-------- MATERIAL FOR THE TASK --------
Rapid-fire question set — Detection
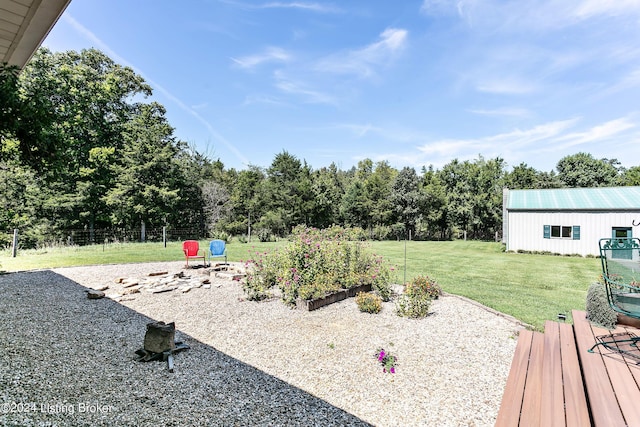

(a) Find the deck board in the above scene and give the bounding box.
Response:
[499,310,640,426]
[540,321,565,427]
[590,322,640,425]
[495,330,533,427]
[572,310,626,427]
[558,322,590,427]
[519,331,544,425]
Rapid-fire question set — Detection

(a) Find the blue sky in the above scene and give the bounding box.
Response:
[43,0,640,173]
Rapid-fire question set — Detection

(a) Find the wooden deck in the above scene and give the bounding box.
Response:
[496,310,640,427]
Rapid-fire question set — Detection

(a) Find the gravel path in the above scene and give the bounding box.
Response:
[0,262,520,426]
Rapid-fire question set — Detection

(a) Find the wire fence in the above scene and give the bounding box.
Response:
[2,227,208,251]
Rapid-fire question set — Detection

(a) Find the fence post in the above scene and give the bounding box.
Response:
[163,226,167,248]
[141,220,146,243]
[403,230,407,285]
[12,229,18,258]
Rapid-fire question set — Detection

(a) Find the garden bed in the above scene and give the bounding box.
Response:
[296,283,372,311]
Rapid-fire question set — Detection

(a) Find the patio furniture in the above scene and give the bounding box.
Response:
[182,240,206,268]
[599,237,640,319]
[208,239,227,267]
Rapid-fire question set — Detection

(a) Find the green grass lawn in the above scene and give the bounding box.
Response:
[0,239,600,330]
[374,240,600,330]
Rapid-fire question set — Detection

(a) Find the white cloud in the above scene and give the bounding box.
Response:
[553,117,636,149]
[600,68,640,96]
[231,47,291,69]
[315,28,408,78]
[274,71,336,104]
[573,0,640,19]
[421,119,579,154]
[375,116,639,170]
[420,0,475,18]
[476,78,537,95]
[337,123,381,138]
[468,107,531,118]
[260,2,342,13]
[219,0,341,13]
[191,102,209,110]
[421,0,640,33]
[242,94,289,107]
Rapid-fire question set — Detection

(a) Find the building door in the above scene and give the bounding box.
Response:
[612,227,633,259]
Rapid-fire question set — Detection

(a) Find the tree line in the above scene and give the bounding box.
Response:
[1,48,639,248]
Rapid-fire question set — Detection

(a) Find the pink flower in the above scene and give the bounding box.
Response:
--------
_DIRECTIONS FOR THIS TASK_
In your copy of the listing, please omit the pictures and keep every word exact.

_YOUR SOLUTION_
Rapid-fire question set — Detection

(a) Find the deck board in the above scene and give the bounding box.
Response:
[499,310,640,426]
[540,321,565,427]
[590,322,640,425]
[495,330,533,427]
[572,310,626,427]
[558,322,590,427]
[519,331,544,425]
Rapid-fire question set — Detection

(a) Find the blue sky in the above scene and give the bounding box.
Response:
[43,0,640,173]
Rapid-fire question set — Detection

(a) Find the wooden deck in the above scene and give the bounding box.
Response:
[496,310,640,427]
Rapid-fire question set — Detection

(a) Find the gravel path in the above scene and give the bounding box.
Response:
[0,262,520,426]
Rapid-fire question set — Detection

(a) Find the wire fence in the above scene and give the bounding box.
Response:
[2,227,208,251]
Rapid-fire question set — Detection

(a) Find the fence post in the above scene and give the bounding box.
Response:
[163,226,167,248]
[141,220,146,243]
[403,230,407,285]
[12,229,18,258]
Rapid-fire question set — Detection

(a) Find the garden bed in the above scene and give the bounding box.
Response:
[296,283,372,311]
Rapid-fire question set — Detection

(a) Find the patio furniture in the above scene and give the bounding box.
Response:
[182,240,206,268]
[599,237,640,319]
[208,239,227,267]
Rapid-fire question set — Detection

(a) Find the green grass lawn in the above scene and give the bounding box.
Response:
[0,239,600,330]
[374,240,600,330]
Rapid-fire question set — Detection

(a) Find the white cloud in the above scene and give the bounding box.
Response:
[553,117,636,149]
[600,68,640,96]
[231,47,291,69]
[315,28,408,78]
[274,71,336,104]
[573,0,640,19]
[421,119,579,154]
[375,116,639,170]
[420,0,475,18]
[476,78,537,95]
[337,123,381,138]
[468,107,531,118]
[260,2,342,13]
[219,0,341,13]
[191,102,209,110]
[421,0,640,33]
[242,94,289,107]
Rapid-fire question set — Detection

(a) Find the building door in the above scene and give the bounding box.
Response:
[612,227,633,259]
Rapid-fire question set — Detection

(a) Find the tree line in the above scene and give the bounding box.
Response:
[1,48,639,248]
Rapid-fire question set — Detection

(a) Find the pink flower in the above scene and give the bounding box.
Response:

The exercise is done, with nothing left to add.